[Region segmentation data]
┌────────
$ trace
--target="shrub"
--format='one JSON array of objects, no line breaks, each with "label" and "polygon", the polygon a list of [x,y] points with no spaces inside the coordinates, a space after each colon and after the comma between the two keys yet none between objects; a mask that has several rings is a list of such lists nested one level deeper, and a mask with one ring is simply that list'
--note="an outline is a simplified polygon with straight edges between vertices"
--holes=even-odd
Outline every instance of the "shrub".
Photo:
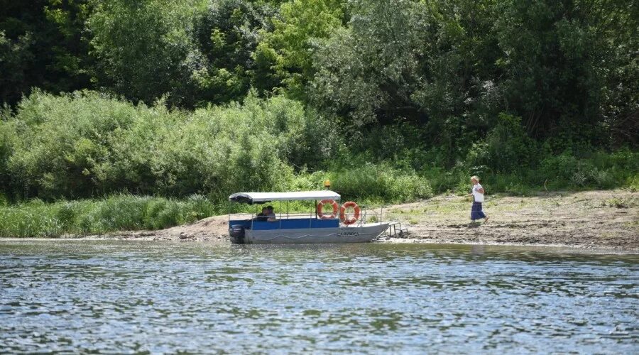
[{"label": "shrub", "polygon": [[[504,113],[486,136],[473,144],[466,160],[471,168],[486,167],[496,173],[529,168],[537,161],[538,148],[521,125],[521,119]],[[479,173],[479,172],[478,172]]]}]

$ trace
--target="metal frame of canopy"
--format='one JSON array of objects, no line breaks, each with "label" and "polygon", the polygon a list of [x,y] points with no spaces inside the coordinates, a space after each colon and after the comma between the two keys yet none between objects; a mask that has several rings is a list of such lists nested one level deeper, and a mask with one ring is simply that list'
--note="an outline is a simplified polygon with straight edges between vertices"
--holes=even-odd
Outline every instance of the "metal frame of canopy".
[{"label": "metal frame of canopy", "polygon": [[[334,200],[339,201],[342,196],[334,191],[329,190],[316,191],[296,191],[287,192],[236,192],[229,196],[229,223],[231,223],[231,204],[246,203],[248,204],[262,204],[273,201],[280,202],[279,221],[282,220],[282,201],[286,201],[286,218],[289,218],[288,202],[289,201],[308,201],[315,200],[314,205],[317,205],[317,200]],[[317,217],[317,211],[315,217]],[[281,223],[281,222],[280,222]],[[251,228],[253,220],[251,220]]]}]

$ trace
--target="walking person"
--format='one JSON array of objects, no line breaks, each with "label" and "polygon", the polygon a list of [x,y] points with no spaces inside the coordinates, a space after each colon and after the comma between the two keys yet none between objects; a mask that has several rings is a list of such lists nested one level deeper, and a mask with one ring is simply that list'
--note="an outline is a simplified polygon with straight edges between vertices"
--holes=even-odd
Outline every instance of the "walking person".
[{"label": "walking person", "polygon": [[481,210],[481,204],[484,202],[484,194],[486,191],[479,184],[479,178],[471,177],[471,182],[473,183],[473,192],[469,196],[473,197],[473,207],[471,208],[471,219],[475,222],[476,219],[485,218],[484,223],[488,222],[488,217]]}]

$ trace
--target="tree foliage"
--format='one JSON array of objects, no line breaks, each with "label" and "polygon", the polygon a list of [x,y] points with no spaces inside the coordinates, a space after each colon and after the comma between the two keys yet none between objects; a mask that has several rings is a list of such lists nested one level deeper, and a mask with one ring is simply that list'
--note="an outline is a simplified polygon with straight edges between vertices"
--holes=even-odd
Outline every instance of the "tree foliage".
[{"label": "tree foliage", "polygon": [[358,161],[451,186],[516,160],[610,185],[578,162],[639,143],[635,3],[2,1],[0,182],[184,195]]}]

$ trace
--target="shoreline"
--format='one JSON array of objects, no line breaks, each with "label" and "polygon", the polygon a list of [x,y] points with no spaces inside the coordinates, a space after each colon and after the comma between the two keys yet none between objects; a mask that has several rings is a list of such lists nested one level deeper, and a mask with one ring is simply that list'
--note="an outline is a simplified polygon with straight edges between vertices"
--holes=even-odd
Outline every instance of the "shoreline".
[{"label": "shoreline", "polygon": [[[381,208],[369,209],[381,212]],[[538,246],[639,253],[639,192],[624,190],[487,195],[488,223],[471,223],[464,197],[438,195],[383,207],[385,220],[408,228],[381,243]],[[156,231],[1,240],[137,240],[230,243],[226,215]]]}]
└────────
## To do
Using the records above, retype everything exactly except the pictures.

## Result of this task
$ trace
--target="shrub"
--format='one JSON array of objects, no line breaks, each with "label" and "polygon", the polygon a list of [x,y] points with no spaces inside the coordinates, a space after each colon and after the comma between the two keys yet none between objects; a mask that has several rings is a list of such lists nested one level deeper, and a mask with one ring is simply that list'
--note="an outline is a simplified polygon with straight edges between vertices"
--holes=even-odd
Outline every instance of the "shrub".
Photo:
[{"label": "shrub", "polygon": [[[504,113],[486,136],[473,144],[466,160],[471,168],[486,167],[496,173],[529,168],[537,161],[538,148],[521,125],[521,119]],[[479,173],[479,172],[478,172]]]}]

$ trace
--target="metal frame of canopy"
--format='one JSON array of objects, no line breaks, each with "label" and "polygon", the polygon a list of [x,y] points with no spaces inside the coordinates, a space after each colon and after the comma between the two keys yet none between objects; a mask that has several rings is a list of such lists nested one level deeper, and a mask with one ring is simply that list'
--note="an outline is a simplified polygon with straight edges between vertices"
--holes=even-odd
Outline every instance of the "metal frame of canopy".
[{"label": "metal frame of canopy", "polygon": [[[334,200],[339,201],[342,196],[334,191],[329,190],[316,191],[296,191],[287,192],[236,192],[229,196],[229,223],[231,223],[231,204],[246,203],[248,204],[262,204],[273,201],[280,202],[279,221],[282,220],[282,201],[286,201],[286,218],[289,218],[288,202],[289,201],[308,201],[315,200],[314,205],[317,205],[317,200]],[[317,217],[317,211],[315,217]],[[281,223],[281,222],[280,222]],[[251,228],[253,220],[251,220]]]}]

$ trace
--target="walking person"
--format='one JSON array of objects, no line breaks, each with "label" and "polygon", the polygon a list of [x,y] points with no spaces inside the coordinates, a space after each colon and after the comma between the two keys yet none between objects; a mask that has several rings is a list of such lists nested one level deeper, and a mask with one ring is simply that list'
--note="an outline is a simplified polygon with straight edges between vertices"
--holes=even-odd
Outline every instance of the "walking person".
[{"label": "walking person", "polygon": [[481,210],[481,204],[484,202],[484,194],[486,191],[479,184],[479,178],[471,177],[471,182],[473,183],[473,192],[469,196],[473,197],[473,207],[471,208],[471,219],[475,222],[476,219],[485,218],[484,223],[488,222],[488,217]]}]

$ trace
--target="tree foliage"
--format='one JSON array of objects, no line breaks, each with "label" and "polygon", the polygon a list of [x,y] points with no spaces inside the coordinates, a space after each colon and after the comma between the two keys yet none between objects; a mask that has several rings is a list of such lists nested one level deeper, and a mask with one ring is simply that list'
--note="an outline is a simplified polygon with straight edges between vertices"
--holes=even-odd
Outline every instance of the "tree foliage".
[{"label": "tree foliage", "polygon": [[358,161],[451,186],[516,160],[610,185],[578,162],[639,143],[635,3],[2,1],[0,182],[184,195]]}]

$ trace
--target="shoreline"
--format='one JSON array of objects, no line breaks, each with "label" and "polygon", the polygon a list of [x,y] points with no spaces inside the coordinates, a space after each colon and after the comma between the two keys yet none between objects; a mask that has several rings is a list of such lists nested one level deeper, and a mask with one ring is simply that list'
--note="an outline is a simplified polygon with straight edges between vertices"
--holes=even-odd
Outline every instance of the "shoreline".
[{"label": "shoreline", "polygon": [[[381,208],[369,209],[381,212]],[[538,246],[639,253],[639,192],[624,190],[487,195],[488,223],[471,223],[464,197],[438,195],[383,207],[385,220],[408,228],[381,243]],[[156,231],[1,240],[137,240],[230,243],[226,215]]]}]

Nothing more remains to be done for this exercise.